▸ DESCRIPTION OF THE TASK
Present the data once more in exactly its original form.

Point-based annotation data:
_ _ _ _

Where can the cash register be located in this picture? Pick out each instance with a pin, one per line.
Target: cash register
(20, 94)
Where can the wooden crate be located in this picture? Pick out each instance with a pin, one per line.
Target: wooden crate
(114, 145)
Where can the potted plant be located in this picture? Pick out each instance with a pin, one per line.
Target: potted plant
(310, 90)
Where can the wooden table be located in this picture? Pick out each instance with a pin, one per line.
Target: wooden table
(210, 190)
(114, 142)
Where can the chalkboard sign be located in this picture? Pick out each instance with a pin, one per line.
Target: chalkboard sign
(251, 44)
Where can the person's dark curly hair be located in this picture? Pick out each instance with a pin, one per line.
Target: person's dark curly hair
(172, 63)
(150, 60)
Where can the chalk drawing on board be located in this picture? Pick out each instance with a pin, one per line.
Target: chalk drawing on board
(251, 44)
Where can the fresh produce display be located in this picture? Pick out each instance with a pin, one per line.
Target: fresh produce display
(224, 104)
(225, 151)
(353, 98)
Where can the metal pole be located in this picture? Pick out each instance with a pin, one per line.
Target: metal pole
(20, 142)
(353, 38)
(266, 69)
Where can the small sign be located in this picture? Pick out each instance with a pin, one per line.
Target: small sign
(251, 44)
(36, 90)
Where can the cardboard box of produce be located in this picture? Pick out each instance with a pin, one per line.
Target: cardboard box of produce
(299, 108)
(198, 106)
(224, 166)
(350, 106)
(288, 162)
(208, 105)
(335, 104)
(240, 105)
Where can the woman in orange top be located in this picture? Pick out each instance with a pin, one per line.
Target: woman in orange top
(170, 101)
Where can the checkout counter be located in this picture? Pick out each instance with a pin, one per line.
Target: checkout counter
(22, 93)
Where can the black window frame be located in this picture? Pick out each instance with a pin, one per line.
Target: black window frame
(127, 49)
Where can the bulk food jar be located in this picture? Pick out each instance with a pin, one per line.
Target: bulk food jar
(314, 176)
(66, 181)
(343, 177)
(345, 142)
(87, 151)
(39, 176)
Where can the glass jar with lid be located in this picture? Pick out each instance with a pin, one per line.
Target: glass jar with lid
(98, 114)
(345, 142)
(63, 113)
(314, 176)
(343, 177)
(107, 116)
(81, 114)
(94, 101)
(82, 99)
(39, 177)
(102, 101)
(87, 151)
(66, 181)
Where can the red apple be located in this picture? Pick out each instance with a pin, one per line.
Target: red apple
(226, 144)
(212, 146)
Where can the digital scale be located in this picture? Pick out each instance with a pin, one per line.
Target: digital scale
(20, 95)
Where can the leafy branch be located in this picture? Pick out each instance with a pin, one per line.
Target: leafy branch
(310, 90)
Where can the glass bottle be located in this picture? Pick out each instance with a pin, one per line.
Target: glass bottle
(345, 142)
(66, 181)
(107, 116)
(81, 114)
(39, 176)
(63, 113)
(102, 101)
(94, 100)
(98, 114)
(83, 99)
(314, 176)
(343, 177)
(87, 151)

_ _ _ _

▸ REPLY TO THE EXERCISE
Where can the cash register be located in this picture? Pick out each instance with a pin, one per line.
Target: cash register
(20, 94)
Where can the wooden crate be located in this picture? Pick out each instance with a pin, one per line.
Target: wooden crate
(114, 145)
Where can the potted plant be located in this picture? Pick out each instance with a pin, one per line.
Target: potted plant
(310, 90)
Where can the wooden table be located in this picture? Pick out each instance with a pin, one per line.
Target: wooden table
(210, 190)
(114, 142)
Where can the chalkboard sign be located in this picture? Pick out each instance with a pin, one per line.
Target: chalkboard sign
(251, 44)
Where can the person's dark curly hair be located in this picture? Pick out each instance with a pin, one per line.
Target: person's dark curly hair
(172, 63)
(150, 60)
Where can the chalk drawing on board be located in this picture? Pick out each instance with a pin, one per line.
Target: chalk drawing on board
(251, 44)
Where can the fresh produce display be located in this picture? Pick out each instance with a pin, one per line.
Target: fresh produce display
(224, 104)
(225, 151)
(353, 98)
Where can the metal pole be located in this picture? Pick out each instance with a pin, one per line.
Target: metal pole
(20, 142)
(353, 38)
(266, 69)
Where can the small sign be located in this picture? Pick out each instance with a pin, one per line.
Target: small sign
(251, 44)
(36, 90)
Where can the cardboard box of produce be located in this picture? Pick out each instance with a pin, one per line.
Target: cardboard box of produce
(299, 108)
(198, 106)
(224, 166)
(350, 106)
(288, 162)
(208, 105)
(335, 104)
(240, 105)
Where can the woman in orange top be located in this picture? Pick out each instance with a pin, one per line.
Target: woman in orange top
(170, 101)
Where can the checkout counter be located in this picture? Pick out each instance with a pin, one per line.
Target: checkout counter
(22, 93)
Where can the black window frame be located in this picture? Pick out each instance with a pin, one per line.
Target: black window frame
(127, 49)
Where can the bulk food jar be located in this picture? Pick out each instance with a pin, one per line.
Target: bulk food jar
(314, 176)
(66, 181)
(343, 177)
(345, 142)
(87, 151)
(39, 176)
Where can the glass jar with lid be located in this picture? Pick out each instance with a pin, one per line.
Target: glass jar with lid
(98, 114)
(345, 142)
(63, 113)
(314, 176)
(343, 177)
(107, 116)
(81, 114)
(94, 101)
(82, 99)
(39, 177)
(102, 101)
(87, 151)
(66, 181)
Where can the red apple be located in this picture? Pick out each instance with a pin, one per line.
Target: red apple
(226, 144)
(212, 146)
Where can the digital scale be located in this picture? Pick out each instance with a pin, one per line.
Target: digital scale
(20, 95)
Where can the leafy branch be located in this picture? Pick out each instance with a pin, one per line.
Target: leafy branch
(310, 90)
Where can the glass bottle be located in this picture? Pick out each instance with a pin, one per line.
Target: glass bottle
(345, 142)
(66, 181)
(107, 116)
(81, 114)
(39, 176)
(63, 113)
(102, 101)
(94, 100)
(98, 114)
(83, 99)
(314, 176)
(343, 177)
(87, 151)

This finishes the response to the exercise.